- GOAL: Update the stretch from the line containing "the short auburn" through the line containing "[[438, 182]]" by putting "patterned blouse" in place of "print blouse", with nothing else changed. Return only those lines.

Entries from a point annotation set
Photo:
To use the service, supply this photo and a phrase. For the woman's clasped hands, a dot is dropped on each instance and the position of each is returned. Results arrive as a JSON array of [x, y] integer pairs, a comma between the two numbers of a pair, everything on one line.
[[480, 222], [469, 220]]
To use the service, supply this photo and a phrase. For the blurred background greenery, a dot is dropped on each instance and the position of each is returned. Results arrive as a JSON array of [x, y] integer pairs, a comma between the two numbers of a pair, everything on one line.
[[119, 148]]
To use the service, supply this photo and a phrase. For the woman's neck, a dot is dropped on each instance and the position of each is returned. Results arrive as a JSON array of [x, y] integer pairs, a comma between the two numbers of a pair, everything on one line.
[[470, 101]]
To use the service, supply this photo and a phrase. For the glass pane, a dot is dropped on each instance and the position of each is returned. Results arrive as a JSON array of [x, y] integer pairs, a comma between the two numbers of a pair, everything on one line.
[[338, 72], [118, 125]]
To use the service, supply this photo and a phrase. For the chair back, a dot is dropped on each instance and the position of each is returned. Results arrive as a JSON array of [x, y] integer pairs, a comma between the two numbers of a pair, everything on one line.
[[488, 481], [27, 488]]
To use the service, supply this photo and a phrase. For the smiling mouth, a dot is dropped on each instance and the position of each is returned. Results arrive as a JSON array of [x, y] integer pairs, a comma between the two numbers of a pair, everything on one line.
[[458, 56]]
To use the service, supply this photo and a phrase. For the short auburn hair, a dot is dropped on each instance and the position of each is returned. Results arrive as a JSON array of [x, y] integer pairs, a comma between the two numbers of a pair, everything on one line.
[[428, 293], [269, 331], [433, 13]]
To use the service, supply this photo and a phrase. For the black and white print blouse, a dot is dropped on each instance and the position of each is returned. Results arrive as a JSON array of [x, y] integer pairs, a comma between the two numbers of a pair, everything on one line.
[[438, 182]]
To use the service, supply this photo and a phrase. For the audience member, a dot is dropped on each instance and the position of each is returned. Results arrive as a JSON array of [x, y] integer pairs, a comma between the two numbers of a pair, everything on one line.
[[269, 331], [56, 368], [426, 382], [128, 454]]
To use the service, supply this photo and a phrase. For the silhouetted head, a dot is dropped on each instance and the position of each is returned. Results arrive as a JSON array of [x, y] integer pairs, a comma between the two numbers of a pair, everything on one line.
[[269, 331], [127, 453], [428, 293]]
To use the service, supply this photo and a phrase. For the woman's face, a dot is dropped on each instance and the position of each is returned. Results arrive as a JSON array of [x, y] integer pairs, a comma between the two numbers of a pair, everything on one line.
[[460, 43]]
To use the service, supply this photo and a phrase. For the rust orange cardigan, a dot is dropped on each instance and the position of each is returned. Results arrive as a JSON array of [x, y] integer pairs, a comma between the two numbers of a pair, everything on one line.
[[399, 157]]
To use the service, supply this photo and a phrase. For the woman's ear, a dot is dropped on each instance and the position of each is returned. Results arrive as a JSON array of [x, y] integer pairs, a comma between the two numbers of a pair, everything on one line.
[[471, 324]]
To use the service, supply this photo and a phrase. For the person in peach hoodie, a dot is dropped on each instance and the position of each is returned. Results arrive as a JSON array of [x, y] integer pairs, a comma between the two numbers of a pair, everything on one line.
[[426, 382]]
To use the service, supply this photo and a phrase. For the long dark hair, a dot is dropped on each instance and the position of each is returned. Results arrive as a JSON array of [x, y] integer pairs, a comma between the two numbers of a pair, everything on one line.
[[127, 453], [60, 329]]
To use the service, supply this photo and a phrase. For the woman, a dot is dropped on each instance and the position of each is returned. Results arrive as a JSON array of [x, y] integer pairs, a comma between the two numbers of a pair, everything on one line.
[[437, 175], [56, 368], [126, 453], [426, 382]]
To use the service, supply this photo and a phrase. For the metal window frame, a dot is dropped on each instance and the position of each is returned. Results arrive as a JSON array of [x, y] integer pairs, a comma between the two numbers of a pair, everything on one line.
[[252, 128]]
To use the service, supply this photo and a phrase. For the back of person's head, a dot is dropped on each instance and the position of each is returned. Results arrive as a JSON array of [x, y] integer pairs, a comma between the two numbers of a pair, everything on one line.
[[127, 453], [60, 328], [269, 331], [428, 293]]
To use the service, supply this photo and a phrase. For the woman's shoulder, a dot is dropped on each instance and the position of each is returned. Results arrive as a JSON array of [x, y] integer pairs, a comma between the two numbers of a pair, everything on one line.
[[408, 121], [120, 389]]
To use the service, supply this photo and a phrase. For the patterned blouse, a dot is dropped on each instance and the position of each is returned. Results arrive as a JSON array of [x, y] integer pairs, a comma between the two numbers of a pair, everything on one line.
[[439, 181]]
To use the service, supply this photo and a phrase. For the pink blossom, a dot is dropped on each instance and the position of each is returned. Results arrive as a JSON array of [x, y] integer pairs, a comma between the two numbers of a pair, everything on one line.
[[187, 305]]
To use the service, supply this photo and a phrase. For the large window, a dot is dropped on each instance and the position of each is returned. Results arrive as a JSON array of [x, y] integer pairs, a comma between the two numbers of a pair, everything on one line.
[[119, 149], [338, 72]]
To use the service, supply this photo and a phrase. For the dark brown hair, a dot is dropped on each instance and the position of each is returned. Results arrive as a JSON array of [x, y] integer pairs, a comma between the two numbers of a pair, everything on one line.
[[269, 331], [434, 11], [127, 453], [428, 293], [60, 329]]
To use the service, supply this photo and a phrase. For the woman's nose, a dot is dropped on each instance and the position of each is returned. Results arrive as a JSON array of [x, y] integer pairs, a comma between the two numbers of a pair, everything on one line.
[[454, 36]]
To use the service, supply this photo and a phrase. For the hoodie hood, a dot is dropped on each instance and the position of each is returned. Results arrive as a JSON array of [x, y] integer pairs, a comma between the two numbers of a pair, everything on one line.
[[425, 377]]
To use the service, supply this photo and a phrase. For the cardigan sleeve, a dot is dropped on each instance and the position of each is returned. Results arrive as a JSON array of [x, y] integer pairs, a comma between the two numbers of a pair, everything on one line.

* * *

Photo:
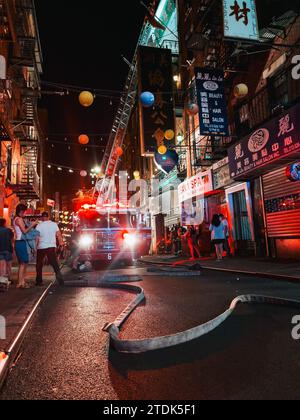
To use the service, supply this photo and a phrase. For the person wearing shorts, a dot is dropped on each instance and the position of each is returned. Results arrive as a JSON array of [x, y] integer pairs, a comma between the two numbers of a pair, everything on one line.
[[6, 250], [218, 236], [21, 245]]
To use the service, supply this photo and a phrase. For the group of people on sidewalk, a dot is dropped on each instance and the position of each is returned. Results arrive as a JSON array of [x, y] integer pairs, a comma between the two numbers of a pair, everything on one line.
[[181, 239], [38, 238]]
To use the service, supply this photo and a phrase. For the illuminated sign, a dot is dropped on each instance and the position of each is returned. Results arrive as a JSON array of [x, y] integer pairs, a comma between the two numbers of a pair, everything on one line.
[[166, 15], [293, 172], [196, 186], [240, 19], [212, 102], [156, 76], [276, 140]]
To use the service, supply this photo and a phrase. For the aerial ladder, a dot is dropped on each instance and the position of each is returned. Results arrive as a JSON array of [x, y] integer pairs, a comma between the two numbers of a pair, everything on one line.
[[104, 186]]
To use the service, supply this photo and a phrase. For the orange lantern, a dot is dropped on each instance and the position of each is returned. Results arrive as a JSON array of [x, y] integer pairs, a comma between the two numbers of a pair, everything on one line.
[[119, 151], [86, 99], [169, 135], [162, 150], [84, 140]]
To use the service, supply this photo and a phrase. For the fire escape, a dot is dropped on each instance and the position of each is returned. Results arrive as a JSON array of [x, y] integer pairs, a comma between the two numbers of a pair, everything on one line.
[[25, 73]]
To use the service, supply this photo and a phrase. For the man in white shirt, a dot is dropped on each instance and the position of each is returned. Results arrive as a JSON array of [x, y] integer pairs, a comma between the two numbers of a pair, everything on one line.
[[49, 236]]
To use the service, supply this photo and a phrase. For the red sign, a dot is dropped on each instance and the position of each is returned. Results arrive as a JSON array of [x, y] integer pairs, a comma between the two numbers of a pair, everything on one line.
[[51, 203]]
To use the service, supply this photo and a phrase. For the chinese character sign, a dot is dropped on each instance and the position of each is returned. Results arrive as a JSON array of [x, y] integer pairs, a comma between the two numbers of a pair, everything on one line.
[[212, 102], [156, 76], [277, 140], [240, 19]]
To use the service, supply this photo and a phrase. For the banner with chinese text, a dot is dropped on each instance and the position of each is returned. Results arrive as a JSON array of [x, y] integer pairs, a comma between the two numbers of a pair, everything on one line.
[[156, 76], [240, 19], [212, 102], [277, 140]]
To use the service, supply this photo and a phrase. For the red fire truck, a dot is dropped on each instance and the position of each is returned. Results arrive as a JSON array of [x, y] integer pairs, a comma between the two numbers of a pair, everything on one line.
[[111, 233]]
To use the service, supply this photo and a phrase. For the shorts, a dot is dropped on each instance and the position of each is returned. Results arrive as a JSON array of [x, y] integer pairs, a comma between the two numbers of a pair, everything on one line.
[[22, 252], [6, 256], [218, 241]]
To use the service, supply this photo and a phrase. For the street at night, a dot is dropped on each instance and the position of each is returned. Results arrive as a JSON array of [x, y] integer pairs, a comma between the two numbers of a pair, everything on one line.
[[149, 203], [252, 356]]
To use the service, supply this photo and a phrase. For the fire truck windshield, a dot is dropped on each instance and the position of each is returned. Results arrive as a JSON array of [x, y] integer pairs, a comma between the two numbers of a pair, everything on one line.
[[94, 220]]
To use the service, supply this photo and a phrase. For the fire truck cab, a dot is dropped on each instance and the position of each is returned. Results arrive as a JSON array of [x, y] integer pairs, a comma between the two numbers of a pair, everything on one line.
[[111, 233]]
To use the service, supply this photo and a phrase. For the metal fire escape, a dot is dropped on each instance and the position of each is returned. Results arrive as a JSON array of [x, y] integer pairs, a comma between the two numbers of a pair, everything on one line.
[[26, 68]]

- COMPLETED TASK:
To use the service, supply this photo and a phrase. For the short auburn hair, a dot is dropped on each instance and the position of each is returned. Results arrive as a JSON array of [x, y] integer pairs, a comma between the two numbers of a pair, everything on one line.
[[428, 293], [269, 331], [433, 13]]
To use the service, supply this photo and a phrase. For the black and white patterned blouse, a dot is dropped on each instance and the position of each is returned. Results arrive as a JSON array of [x, y] integer pairs, a comma between the two numbers of a pair, everything on one line.
[[438, 182]]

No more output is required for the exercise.